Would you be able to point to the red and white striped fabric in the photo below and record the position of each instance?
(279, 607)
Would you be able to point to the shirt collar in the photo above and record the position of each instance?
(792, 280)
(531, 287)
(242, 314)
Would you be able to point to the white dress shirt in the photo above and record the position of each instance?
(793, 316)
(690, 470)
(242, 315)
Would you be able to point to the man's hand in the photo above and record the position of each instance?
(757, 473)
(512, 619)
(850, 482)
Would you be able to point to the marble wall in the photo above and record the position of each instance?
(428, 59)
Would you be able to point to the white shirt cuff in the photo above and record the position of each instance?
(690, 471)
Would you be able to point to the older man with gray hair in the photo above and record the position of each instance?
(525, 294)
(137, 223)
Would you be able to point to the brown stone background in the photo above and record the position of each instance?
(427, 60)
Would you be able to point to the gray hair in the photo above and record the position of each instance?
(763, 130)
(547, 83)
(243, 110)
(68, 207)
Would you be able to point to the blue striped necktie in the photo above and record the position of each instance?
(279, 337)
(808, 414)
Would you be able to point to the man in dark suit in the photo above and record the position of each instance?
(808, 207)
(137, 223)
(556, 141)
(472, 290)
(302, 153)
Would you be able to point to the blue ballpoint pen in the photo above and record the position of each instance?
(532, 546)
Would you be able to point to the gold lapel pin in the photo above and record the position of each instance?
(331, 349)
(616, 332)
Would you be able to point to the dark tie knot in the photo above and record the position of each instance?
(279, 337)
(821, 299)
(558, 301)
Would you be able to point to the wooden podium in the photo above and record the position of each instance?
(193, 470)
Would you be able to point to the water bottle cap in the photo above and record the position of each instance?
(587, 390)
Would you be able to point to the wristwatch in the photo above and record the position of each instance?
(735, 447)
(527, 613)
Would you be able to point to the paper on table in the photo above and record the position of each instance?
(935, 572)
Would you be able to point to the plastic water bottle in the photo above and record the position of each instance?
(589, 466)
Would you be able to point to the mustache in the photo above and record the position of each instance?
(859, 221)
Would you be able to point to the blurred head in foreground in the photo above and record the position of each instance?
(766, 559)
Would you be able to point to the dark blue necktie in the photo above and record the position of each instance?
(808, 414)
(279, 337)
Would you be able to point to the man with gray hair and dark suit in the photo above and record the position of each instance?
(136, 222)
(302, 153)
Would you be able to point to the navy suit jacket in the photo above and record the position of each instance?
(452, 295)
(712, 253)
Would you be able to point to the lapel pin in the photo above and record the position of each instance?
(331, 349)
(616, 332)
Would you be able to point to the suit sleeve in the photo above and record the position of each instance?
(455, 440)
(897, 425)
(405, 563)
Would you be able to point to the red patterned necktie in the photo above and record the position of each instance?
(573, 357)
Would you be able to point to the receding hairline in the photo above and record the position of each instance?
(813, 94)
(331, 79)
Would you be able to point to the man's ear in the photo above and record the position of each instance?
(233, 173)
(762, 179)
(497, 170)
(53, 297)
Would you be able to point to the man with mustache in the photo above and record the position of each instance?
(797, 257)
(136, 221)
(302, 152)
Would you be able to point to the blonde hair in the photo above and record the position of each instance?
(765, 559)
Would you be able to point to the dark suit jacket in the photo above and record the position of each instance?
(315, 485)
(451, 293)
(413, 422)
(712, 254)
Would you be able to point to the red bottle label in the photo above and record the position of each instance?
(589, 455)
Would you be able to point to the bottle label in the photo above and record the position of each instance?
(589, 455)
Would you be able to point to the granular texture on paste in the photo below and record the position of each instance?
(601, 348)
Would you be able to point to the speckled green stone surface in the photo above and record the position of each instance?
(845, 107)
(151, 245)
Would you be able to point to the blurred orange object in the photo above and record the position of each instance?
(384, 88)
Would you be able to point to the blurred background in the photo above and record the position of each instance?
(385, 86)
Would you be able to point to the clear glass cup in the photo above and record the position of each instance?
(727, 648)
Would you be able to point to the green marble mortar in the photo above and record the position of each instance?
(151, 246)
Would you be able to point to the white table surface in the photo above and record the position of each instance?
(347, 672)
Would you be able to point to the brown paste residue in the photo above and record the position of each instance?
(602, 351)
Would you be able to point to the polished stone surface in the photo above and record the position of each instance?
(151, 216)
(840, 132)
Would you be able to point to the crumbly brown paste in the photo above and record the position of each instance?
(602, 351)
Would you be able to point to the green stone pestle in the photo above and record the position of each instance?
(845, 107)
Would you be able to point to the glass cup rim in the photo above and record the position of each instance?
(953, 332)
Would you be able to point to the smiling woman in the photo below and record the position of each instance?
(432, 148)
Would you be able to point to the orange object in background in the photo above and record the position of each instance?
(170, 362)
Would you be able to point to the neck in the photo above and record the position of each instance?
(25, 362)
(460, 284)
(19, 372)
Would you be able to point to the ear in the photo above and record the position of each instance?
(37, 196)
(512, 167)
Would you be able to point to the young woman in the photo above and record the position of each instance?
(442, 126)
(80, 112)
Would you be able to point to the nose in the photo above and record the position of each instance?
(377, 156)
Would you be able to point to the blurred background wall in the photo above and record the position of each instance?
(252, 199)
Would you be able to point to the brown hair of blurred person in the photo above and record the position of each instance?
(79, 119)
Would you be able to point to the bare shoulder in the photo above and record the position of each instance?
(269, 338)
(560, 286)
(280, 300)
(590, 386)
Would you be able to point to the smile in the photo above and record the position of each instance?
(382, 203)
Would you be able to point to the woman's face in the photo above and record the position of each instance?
^^^^^^^^
◆ Brief:
Extract the listing in its entirety, matching it exactly.

◆ The result:
Would you be able to point to the red and white striped fabric in the photo below and record the position of each instance?
(279, 607)
Would you be able to point to the shirt collar in the photo above and record the position of each instance?
(792, 280)
(531, 287)
(242, 314)
Would you be able to point to the white dress shirt in the photo above and record the position of each instance?
(793, 316)
(690, 470)
(242, 315)
Would you be able to point to the man's hand in the photo above and record the position of each instance?
(757, 473)
(512, 619)
(850, 482)
Would you be able to point to the marble wall in the photo above and record the position of each instance?
(428, 59)
Would you be able to point to the white shirt cuff in the photo above and record the position of each instance?
(690, 471)
Would you be able to point to the older man with gray hair in the photo above and record the position of each instance?
(525, 294)
(137, 223)
Would you be able to point to the brown stone background in the photo above and record the position of each instance?
(427, 60)
Would you be able to point to the gray hair in the photo above and record the position of each instance?
(763, 130)
(547, 83)
(243, 110)
(68, 207)
Would you be able to point to the blue striped necktie in the photo above and record the position of each instance?
(279, 337)
(808, 414)
Would you be able to point to the man in dark suit in the photo above and record the position of each instance?
(808, 207)
(137, 223)
(556, 141)
(472, 290)
(302, 153)
Would you be able to point to the blue ballpoint pen in the photo above and record the position of each instance?
(532, 546)
Would you be able to point to the gold lapel pin in the photo above and record the position of each instance?
(331, 349)
(616, 332)
Would you be able to point to the dark tie knot in the photo above and record the position of each instance?
(279, 337)
(821, 299)
(558, 301)
Would you be able to point to the wooden podium in the photo above and record the position of each instance?
(193, 470)
Would you be able to point to the water bottle cap in the photo above and record the position of each instance?
(587, 390)
Would you be able to point to the wristwatch in the photo above and record the position of each instance?
(735, 447)
(527, 613)
Would you be able to point to the paper on table in the photo above and record the position of each instance?
(935, 572)
Would you be able to point to the plastic water bottle in the photo above and record the position of each instance?
(589, 466)
Would you be able to point to the mustache in the photo above and record the position of each instance?
(859, 221)
Would you be able to point to the blurred head in foreground in the photo above and record the position of each instance?
(766, 559)
Would you be able to point to the dark blue necktie in the photo above and record the position of each instance?
(808, 414)
(279, 337)
Would you be able to point to the man with gray hair and dark suit in the photo above and record the position of each instance?
(136, 222)
(302, 153)
Would you be able to point to the navy suit jacket in the photo above and record the position of each instance?
(452, 295)
(712, 253)
Would you be able to point to the lapel pin in the photo above and record the position of each instance?
(331, 349)
(616, 332)
Would you be able to point to the suit sleeve in the photo above and record the position of each instance?
(455, 440)
(897, 425)
(405, 563)
Would you be able to point to the red patterned necktie in the photo above and record the position of each instance?
(573, 357)
Would you be able to point to the receding hairline in the photo above and record the position of each instance?
(813, 94)
(331, 79)
Would you be able to point to the man's ear in the photo above and record the position of each instance?
(233, 173)
(762, 179)
(497, 170)
(53, 297)
Would you be able to point to the man with mustache in the photo above and record the position of each instance?
(797, 257)
(136, 221)
(302, 152)
Would you be able to point to the blonde hair in the photo above and record the position of each instance?
(765, 559)
Would you be able to point to the dark suit jacket in the photo above and record the position of each instance?
(315, 485)
(451, 293)
(413, 422)
(712, 254)
Would you be able to point to the red bottle label in the photo above and record the position of each instance?
(589, 455)
Would you be able to point to the bottle label in the photo above and record the position of each instance?
(589, 455)
Would you be able to point to the granular texture on paste in the photo below and record the position of each instance?
(601, 348)
Would you be able to point to the speckled green stone surface in the photo above and record the position of each instance?
(845, 107)
(151, 245)
Would you be able to point to the blurred orange object in the photo above and record the position of each instance?
(384, 88)
Would you be able to point to the blurred background in the photo above and record the position of each instance?
(385, 86)
Would you be able to point to the clear glass cup in the photo above and record the position of each instance?
(727, 648)
Would you be able to point to the green marble mortar in the photo above and record the position of each instance?
(151, 246)
Would you be able to point to the white table surface in the photo above and record the position of each instance?
(347, 672)
Would you be able to point to the brown paste residue in the photo above and record the position of each instance?
(602, 351)
Would you be able to point to the polished stone surface in the photo above and record the position of each instance?
(151, 216)
(840, 132)
Would you be able to point to the crumbly brown paste in the photo above and record the position of each instance?
(602, 351)
Would you be able to point to the green stone pestle in the photo above and record the position of each instance?
(845, 107)
Would you be able to point to the glass cup rim in the photo above and record the position of each instance?
(953, 332)
Would you be able to point to the smiling woman in the photo below and record the position of each instance?
(432, 148)
Would you be able to point to the orange object in background in the photo above and record the position of each instance?
(170, 362)
Would you be able to point to the neck in the photo above and record the position of each instance?
(25, 362)
(460, 284)
(19, 372)
Would you be able to point to the ear in the photo above and record the position of each instance?
(37, 196)
(512, 167)
Would you be able to point to the young woman in the photo above and record the position of each instance?
(442, 126)
(80, 112)
Would you be able to point to the nose in the photo above and record the position of each instance?
(377, 156)
Would you be able to point to the blurred background wall in the photo above and record the position of each instance?
(252, 199)
Would you be able to point to the brown hair of blurred person in the photo above and record the position of each instance?
(79, 119)
Would you be able to point to the bare shoulder in the photo above and record the position of each instance?
(269, 338)
(560, 286)
(280, 300)
(590, 386)
Would you be able to point to the smile in the photo above and record the position of each instance?
(382, 203)
Would you be able to point to the woman's face in the photo above and record the position of each instance?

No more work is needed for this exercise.